▸ ESTRATTO
+ + + + +

Credo sia importante aver fatto questo breve excursus per offrire un quadro non semplice in cui ci si è mossi provando a definire un progetto per l'architettura che partisse da due presupposti fondamentali: pensare a mostre ed eventi non chiusi al mondo degli specialisti ma anzi con l'obbiettivo dichiarato di aprirsi sempre di più al grande pubblico, riportare l'architettura italiana e la sua promozione al centro del progetto Triennale mettendola insieme in contatto forte con alcune delle realtà culturali e progettuali più attive e giovani del quadro europeo e contemporaneo.

+ + + + +

▸ MATERIALE
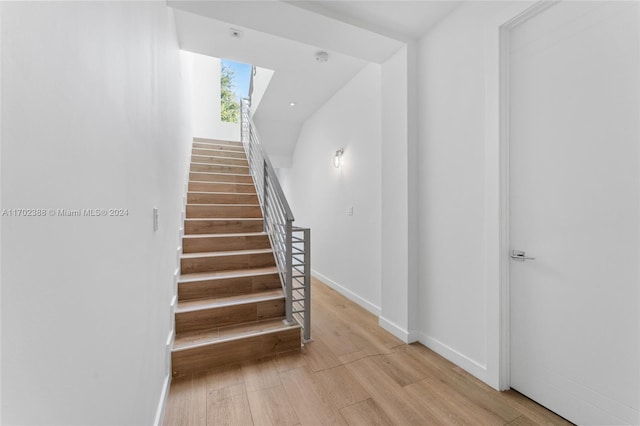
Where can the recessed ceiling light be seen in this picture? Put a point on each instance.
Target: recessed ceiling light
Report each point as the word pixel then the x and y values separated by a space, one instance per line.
pixel 322 56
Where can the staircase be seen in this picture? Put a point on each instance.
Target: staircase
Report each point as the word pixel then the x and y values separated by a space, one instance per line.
pixel 231 306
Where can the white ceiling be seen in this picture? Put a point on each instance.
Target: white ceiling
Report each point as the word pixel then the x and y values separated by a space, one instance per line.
pixel 284 37
pixel 400 19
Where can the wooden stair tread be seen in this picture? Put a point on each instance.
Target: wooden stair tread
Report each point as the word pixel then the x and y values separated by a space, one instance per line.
pixel 208 164
pixel 225 253
pixel 238 273
pixel 217 302
pixel 220 183
pixel 224 205
pixel 222 334
pixel 238 234
pixel 223 173
pixel 225 193
pixel 192 219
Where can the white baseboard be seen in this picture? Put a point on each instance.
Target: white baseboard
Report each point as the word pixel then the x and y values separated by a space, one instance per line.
pixel 461 360
pixel 162 404
pixel 375 310
pixel 396 330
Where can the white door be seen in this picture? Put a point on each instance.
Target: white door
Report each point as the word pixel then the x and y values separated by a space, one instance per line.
pixel 574 203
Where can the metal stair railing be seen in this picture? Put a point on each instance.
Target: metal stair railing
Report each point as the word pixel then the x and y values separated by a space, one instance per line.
pixel 291 245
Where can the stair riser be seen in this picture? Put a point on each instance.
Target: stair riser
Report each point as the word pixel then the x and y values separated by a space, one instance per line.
pixel 215 168
pixel 229 210
pixel 227 287
pixel 228 315
pixel 217 146
pixel 203 226
pixel 231 188
pixel 220 177
pixel 224 161
pixel 231 352
pixel 226 263
pixel 209 244
pixel 217 142
pixel 221 198
pixel 219 153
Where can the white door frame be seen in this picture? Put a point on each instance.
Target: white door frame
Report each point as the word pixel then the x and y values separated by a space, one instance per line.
pixel 497 182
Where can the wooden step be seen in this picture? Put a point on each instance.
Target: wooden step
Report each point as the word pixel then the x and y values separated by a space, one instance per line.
pixel 218 168
pixel 224 210
pixel 204 285
pixel 220 347
pixel 221 177
pixel 211 159
pixel 228 187
pixel 217 142
pixel 222 225
pixel 200 243
pixel 219 152
pixel 226 260
pixel 218 146
pixel 203 314
pixel 221 198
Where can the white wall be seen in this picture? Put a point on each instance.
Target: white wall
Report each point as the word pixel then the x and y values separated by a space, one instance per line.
pixel 92 117
pixel 459 186
pixel 261 80
pixel 346 249
pixel 399 286
pixel 205 99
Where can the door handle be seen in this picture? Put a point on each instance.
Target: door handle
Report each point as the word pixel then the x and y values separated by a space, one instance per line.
pixel 519 255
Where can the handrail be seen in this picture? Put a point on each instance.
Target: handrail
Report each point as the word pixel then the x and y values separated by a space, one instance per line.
pixel 278 224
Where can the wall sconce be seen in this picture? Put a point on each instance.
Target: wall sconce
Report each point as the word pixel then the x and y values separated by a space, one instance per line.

+ + + + +

▸ ISTRUZIONI
**A)** Come si traduce in inglese questa frase dell'estratto sull'architettura alla Triennale: «Credo sia importante aver fatto questo breve excursus per offrire un quadro non semplice in cui ci si è mossi provando a definire un progetto per l'architettura che partisse da due presupposti fondamentali: pensare a mostre ed eventi non chiusi al mondo degli specialisti ma anzi con l'obbiettivo dichiarato di aprirsi sempre di più al grande pubblico, riportare l'architettura italiana e la sua promozione al centro del progetto Triennale mettendola insieme in contatto forte con alcune delle realtà culturali e progettuali più attive e giovani del quadro europeo e contemporaneo.»?
**B)** Puoi riprendere l'estratto sull'architettura alla Triennale e proseguirlo dopo la sua ultima frase?

▸ RISPOSTE IN ORDINE
**A)** I believe it was important to make this brief digression in order to offer a far from simple picture of the setting in which we worked, trying to define a project for architecture based on two fundamental premises: conceiving exhibitions and events that are not closed off to the world of specialists but, on the contrary, have the declared aim of opening up more and more to the general public; and bringing Italian architecture and its promotion back to the center of the Triennale project, placing it in strong contact with some of the most active and youngest cultural and design realities on the contemporary European scene.

**B)**
Un'azione che non poteva essere lineare ed autonoma come avviene per altre istituzioni (tipo Biennale) in cui il curatore si prende la responsabilità diretta di un progetto e del budget che gli viene affidato, ma che era sottoposta alla discussione interna (peraltro spesso salutare) al comitato scientifico, al confronto con la presidenza e con il consiglio di amministrazione. La mia scelta di fondo fu quindi quella di concepire un sistema di eventi separati nel tempo che provassero sulla distanza ad offrire uno sguardo aperto, problematico e trasversale su di una serie di temi legati al concetto generale della XX Expo "La Memoria e il Futuro". L'azione si è quindi articolata su tre fronti: la città in cambiamento come luogo di riflessione generale; l'architettura italiana come elemento su cui intervenire con una serie di azioni pubbliche; un sistema di piccole mostre e convegni/eventi per aprire il sistema Italia ad alcune delle energie più vitali e attive nel sistema culturale internazionale.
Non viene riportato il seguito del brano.